■ Exercise details ■
Retype the material that follows, keeping every word as it is.

──────── Source material ────────

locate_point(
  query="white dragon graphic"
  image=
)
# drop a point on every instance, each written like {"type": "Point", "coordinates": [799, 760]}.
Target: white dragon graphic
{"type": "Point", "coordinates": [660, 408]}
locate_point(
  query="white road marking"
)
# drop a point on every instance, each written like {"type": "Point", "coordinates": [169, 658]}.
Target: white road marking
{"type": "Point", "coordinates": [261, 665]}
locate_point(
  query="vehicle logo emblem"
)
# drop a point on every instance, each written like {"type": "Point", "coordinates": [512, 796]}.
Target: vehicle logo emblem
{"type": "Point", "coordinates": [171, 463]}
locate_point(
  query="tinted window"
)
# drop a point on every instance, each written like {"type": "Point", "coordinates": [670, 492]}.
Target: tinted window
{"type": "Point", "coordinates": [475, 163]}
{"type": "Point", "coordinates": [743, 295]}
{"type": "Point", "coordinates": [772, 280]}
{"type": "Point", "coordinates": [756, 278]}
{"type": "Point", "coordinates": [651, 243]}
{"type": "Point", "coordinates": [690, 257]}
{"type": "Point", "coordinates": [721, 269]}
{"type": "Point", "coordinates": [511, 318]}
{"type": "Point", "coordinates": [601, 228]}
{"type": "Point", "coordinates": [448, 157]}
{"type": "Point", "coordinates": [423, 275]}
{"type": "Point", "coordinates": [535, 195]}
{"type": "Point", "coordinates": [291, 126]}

────────

■ Answer to this exercise ■
locate_point(
  query="white dragon graphic"
  image=
)
# drop a point on every instance, each written like {"type": "Point", "coordinates": [799, 760]}.
Target: white dragon graphic
{"type": "Point", "coordinates": [660, 408]}
locate_point(
  query="white road marking"
)
# drop a point on every instance, each written like {"type": "Point", "coordinates": [169, 658]}.
Target: white road marking
{"type": "Point", "coordinates": [261, 665]}
locate_point(
  query="vehicle logo emblem"
)
# drop a point on every instance, each written like {"type": "Point", "coordinates": [512, 796]}.
Target: vehicle logo emblem
{"type": "Point", "coordinates": [171, 463]}
locate_point(
  query="tinted window"
)
# drop a point on every instance, each written like {"type": "Point", "coordinates": [670, 492]}.
Target: tinted window
{"type": "Point", "coordinates": [475, 163]}
{"type": "Point", "coordinates": [743, 295]}
{"type": "Point", "coordinates": [772, 280]}
{"type": "Point", "coordinates": [756, 278]}
{"type": "Point", "coordinates": [651, 243]}
{"type": "Point", "coordinates": [690, 257]}
{"type": "Point", "coordinates": [721, 269]}
{"type": "Point", "coordinates": [511, 318]}
{"type": "Point", "coordinates": [601, 228]}
{"type": "Point", "coordinates": [448, 157]}
{"type": "Point", "coordinates": [423, 275]}
{"type": "Point", "coordinates": [535, 195]}
{"type": "Point", "coordinates": [291, 126]}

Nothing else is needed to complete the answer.